### Избранный фрагмент:

= = = = =

Но постепенно тень сомнения начинает прокрадываться в сознание кочевников. Так ли уж разумно уничтожать всех подряд? А кто же тогда будет выращивать ячмень и дыни, пшеницу и виноград, изготавливать этот чудесный кружащий голову напиток, выдавливать из собранных оливок такое вкусное масло? В первой главе Книги Судей перечислены захваченные города, в которых ханаане и амореи оставлены жить и сделаны данниками иудеев: Иерусалим, Бефсан, Фанаах, Газер, Китрон, Вефсамис и многие другие (Судьи, 1:21–36). \"И жили сыны Израилевы среди Хананеев, Хеттеев, Амореев, Ферезеев, Евеев, и Иевусеев; и брали дочерей их себе в жёны, и своих дочерей отдавали за сыновей их, и служили богам их\" (Судьи, 2: 5–6).

Видимо, и среди местного осёдлого населения готовность сопротивляться кочевникам возрастала, помогала разрозненным ранее городам сплотиться и организовать эффективную оборону. \"Иуда взял Газу с пределами её, Аскалон с пределами его и Екрон с пределами его. Но жителей долины не мог прогнать, потому что у них были железные колесницы\" (Судьи, 1: 18–19).

Так или иначе, наступает долгий период ослабления иудейского племени. В 12-11-ом веках мы видим его живущим в Земле обетованной в довольно жалком положении. 18 лет над ним господствуют моавитяне, потом 20 лет — хананеи, мадианитяне — 7 лет, аммонитяне — 18, филистимляне — 40.1 Отношения между местными земледельцами и пастухами-иудеями складываются по классической модели взаимоотношений между народом Альфа и народом Бета. В какой-то момент доминирование филистимлян над иудеями доходит до того, что им удаётся полностью обезоружить непокорного противника. \"Кузнецов не было во всей земле Израильской, ибо Филистимляне опасались, чтобы евреи не сделали меча или копья\" (1-Царств, 13: 19). В Книге Судей почти нет упоминаний об открытых сражениях с земледельческими народами. Кажется, в этот период евреи враждуют только между собой — но враждуют кроваво.

Вот Авимилех, сын знаменитого Гедеона, \"пришёл в дом отца своего в Орфу, и убил братьев своих, 70 сынов [Гедеоновых] на одном камне\" (Судьи, 9:5).

Вот очередной верховный судья Израиля — Иеффай — \"собрал всех жителей Галаадских, и сразился с Ефремлянами, и побили жители галаадские Ефремлян, говоря: вы беглецы Ефремовы… И пало в то время из Ефремлян 42 тысячи\" (Судьи, 12:4–6).

Вот весь Израиль вознегодовал на колено Вениаминово и пошёл на него войной. \"И поразил Господь Вениамина пред Израильтянами, и положили в тот день Израильтяне из сынов Вениамина двадцать пять тысяч сто человек, обнаживших меч. Оставшиеся оборотились и побежали к пустыне, к скале Риммону, и побили ещё Израильтяне на дорогах пять тысяч человек; и гнались за ними до Гидома, и ещё убили из них две тысячи человек\" (Судьи, 20:35, 45).

= = = = =

### Что сделать:
1. Назовите все народы, которые, согласно фрагменту о Книге Судей, господствовали над иудейским племенем, и укажите срок господства каждого.
2. Напишите продолжение фрагмента о Книге Судей, начиная сразу после его последнего предложения.
Далее идёт список: это отдельный материал, не связанный с фрагментом.

### Список данных:
= = = = =

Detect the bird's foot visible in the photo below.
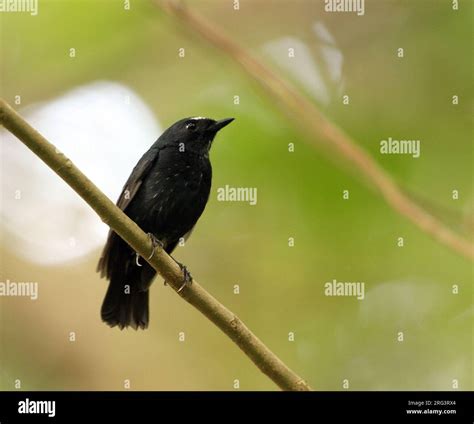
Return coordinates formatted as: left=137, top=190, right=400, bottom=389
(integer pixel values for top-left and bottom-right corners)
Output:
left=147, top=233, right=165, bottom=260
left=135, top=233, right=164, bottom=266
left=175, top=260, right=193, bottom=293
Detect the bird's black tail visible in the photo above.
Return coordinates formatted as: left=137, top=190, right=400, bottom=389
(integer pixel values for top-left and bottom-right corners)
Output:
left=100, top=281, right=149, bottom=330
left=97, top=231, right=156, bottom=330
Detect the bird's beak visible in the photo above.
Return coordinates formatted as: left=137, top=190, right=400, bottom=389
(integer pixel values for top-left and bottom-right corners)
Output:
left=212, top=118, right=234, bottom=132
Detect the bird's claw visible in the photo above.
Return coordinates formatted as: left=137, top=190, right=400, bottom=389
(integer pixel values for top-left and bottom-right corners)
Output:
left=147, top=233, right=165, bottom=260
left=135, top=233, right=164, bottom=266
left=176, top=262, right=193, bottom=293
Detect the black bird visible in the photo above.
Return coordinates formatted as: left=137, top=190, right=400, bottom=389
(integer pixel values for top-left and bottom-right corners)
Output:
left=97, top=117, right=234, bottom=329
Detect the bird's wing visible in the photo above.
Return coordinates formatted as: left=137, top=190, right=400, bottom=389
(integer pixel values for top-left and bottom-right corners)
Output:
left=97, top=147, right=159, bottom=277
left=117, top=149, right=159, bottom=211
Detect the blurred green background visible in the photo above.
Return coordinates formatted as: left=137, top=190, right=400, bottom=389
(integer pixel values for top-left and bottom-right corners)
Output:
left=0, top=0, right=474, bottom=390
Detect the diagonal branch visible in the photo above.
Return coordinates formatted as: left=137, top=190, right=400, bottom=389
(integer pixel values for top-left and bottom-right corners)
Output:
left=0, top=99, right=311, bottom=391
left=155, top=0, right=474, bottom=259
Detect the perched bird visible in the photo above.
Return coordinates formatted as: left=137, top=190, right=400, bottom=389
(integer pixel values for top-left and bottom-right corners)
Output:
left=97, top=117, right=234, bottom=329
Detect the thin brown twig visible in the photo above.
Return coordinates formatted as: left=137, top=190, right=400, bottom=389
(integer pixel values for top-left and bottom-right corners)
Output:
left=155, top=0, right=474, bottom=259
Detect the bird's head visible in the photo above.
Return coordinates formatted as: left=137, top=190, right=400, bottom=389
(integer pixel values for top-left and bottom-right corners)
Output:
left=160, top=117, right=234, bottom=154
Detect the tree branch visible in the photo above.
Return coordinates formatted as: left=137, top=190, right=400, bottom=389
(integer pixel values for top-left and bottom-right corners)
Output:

= = = = =

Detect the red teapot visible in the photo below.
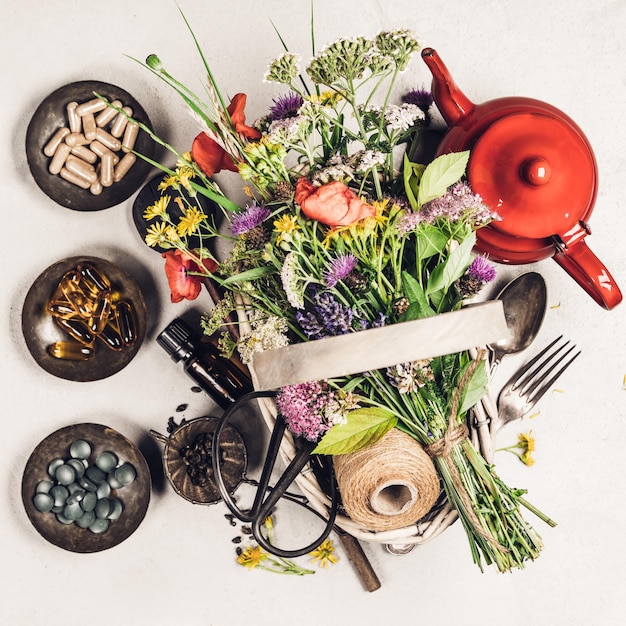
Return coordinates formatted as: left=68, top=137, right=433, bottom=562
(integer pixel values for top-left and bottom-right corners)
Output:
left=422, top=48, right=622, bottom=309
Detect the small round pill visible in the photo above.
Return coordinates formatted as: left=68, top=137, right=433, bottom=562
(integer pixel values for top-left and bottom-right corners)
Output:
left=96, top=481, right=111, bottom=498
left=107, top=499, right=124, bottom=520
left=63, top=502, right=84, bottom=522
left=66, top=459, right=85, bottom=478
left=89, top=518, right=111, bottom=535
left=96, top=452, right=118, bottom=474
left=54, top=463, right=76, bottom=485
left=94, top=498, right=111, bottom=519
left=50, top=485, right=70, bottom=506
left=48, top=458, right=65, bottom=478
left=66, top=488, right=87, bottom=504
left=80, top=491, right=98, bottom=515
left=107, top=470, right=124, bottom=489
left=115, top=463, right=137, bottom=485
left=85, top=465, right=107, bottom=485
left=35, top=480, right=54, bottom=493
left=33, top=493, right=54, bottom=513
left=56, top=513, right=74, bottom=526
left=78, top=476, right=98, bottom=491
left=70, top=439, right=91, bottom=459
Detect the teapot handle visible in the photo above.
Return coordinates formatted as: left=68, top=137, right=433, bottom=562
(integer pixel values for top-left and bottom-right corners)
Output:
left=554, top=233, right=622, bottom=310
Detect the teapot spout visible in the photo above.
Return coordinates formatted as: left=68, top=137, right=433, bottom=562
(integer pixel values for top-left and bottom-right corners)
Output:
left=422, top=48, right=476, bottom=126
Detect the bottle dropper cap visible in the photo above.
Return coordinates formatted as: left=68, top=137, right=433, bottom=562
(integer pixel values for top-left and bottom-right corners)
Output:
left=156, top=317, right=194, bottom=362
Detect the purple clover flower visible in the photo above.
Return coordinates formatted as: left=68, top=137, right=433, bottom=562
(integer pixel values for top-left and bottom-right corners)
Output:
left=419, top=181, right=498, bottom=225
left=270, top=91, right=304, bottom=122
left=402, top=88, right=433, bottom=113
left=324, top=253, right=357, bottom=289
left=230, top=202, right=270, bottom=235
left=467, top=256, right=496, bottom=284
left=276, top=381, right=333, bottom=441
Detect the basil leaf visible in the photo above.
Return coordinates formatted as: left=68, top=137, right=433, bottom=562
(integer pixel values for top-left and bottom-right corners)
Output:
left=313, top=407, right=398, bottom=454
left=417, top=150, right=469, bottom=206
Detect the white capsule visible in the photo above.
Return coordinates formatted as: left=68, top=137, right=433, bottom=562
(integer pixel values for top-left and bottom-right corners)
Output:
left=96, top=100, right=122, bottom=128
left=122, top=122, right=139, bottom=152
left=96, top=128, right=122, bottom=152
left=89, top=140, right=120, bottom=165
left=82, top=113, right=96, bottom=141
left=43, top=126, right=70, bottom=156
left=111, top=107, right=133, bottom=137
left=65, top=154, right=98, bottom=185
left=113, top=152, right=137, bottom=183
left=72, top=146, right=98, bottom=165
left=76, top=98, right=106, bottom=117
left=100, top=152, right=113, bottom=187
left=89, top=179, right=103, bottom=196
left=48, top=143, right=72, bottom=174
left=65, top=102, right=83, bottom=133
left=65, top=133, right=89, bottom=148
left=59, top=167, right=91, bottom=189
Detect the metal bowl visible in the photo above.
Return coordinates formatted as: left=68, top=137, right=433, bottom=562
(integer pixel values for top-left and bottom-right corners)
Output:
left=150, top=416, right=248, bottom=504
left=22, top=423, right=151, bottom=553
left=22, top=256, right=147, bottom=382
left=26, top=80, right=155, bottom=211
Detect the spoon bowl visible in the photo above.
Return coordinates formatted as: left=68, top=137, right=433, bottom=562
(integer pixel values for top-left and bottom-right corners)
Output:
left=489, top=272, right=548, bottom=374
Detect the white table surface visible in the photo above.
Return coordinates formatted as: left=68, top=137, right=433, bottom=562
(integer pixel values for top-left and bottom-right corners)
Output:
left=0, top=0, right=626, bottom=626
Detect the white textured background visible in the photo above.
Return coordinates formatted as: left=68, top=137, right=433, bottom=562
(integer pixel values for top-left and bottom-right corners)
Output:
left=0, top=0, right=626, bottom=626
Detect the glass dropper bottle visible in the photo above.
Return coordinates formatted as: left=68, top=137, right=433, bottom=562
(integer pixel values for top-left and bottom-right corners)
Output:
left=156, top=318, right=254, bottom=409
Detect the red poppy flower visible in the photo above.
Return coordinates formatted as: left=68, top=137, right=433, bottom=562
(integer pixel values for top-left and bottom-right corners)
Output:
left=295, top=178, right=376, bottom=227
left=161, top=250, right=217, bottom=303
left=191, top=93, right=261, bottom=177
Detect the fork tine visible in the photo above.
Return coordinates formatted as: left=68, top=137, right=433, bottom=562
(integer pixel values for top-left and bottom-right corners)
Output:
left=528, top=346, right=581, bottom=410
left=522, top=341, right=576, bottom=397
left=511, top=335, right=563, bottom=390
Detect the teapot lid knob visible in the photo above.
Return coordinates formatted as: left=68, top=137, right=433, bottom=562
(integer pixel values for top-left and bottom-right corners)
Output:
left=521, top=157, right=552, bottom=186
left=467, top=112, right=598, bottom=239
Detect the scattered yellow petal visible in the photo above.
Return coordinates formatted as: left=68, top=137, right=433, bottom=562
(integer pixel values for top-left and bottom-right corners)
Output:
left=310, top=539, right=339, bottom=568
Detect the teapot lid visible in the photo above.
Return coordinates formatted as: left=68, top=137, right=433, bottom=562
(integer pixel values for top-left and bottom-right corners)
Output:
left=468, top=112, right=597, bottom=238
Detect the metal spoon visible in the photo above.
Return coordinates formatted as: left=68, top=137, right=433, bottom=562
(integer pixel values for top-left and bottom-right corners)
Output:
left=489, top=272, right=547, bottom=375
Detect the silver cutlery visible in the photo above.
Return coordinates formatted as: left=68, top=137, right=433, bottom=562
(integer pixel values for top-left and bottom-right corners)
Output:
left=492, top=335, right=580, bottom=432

= = = = =

### Ответы к заданиям:
1. Моавитяне — 18 лет; хананеи — 20 лет; мадианитяне — 7 лет; аммонитяне — 18 лет; филистимляне — 40 лет.

2.
Враждебность же по отношению к местным, к народу Альфа, сохраняется на протяжении чуть ли не трёх веков, но проявляется она чаще отдельными нападениями и убийствами, которые очень напоминают современный терроризм. Некий Аод был послан иудеями к царю Моавитскому Еглону с дарами. Вручив дары он попросил царя о свидании с глазу на глаз, чтобы сообщить ему важное послание от Господа. Когда же они остались наедине, \"Аод простёр левую руку свою, и взял меч с правого бедра своего, и вонзил его в чрево его\" (Судьи, 3:21). Аод стал судьёй Израиля, а после него был судьёй другой \"герой\", Самегор, который 600 человек филистимлян побил воловьим плугом (Судьи, 3:31). Убивали и тех, кто пытался вступать в контакты с иноверцами. Один знатный иудей привёл с собой в стан дочь начальника Мадиатского, Хазву. Увидев это, внук Аарона \"встал из среды общества, и взял в руку своё копьё, и вошёл вслед за израильтянином в спальню, и пронзил обоих их, израильтянина и женщину в чрево её\" (Числа, 25:7–8).

Но самым знаменитым иудейским террористом переходного периода нужно признать Самсона.

Снова и снова: Библейские тексты ни в коем случае нельзя считать историческим документом, подобным летописям, хроникам, письменным распоряжениям, деловым распискам. По сути своей это сказания, расцвечивавшиеся от покололения к поколению. Особенно осторожно следует обращаться с цифрами и датами. При всём почтении к великой Еврейской религии, не может современный человек верить, что праотец Авраам прожил 175 лет и что Сарра родила в девяносто. Также и цифры погибших в сражениях часто выглядят непомерно завышенными. В этот же разряд попадают и триста лисиц, пойманных Самсоном для поджога посевов филистимских. В лисиц, несущих привязанные факелы, да ещё связанных попарно хвостами, мы не верим. Но то, что иудеи совершали поджоги полей филистимлян, что сжигали \"и копны, и несжатый хлеб, и виноградные сады и масличные\" (Судьи, 15:5), подтверждается тем, что память об этих деяниях бережно хранилась и исполнитель предстаёт перед нами в ореоле героя.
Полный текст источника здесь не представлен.